Brief:
Leave the pictures out and reproduce all the entries word for word.

Provided material:
'''
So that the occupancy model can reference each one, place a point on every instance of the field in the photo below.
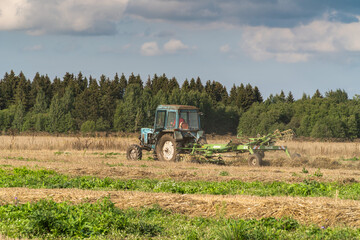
(48, 184)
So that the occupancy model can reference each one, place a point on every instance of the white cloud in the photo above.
(150, 49)
(300, 43)
(174, 45)
(34, 48)
(225, 48)
(170, 47)
(65, 16)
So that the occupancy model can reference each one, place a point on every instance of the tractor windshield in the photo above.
(190, 119)
(160, 119)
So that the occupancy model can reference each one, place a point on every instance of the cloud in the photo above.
'''
Answer for the task:
So that the occupancy model can reference each one, place a point on every instance of the field in the photo below.
(48, 184)
So that the occupancy model can reference each one, place a point on every instance of the white cloud in the photo above.
(150, 49)
(300, 43)
(174, 45)
(34, 48)
(225, 48)
(170, 47)
(65, 16)
So that the occupancy model can reference each one, place a point on every instance of the tractor windshield in the photo above.
(190, 119)
(160, 119)
So that the occupancy model can reference each one, place a point on every instance of the cloud in the photo above.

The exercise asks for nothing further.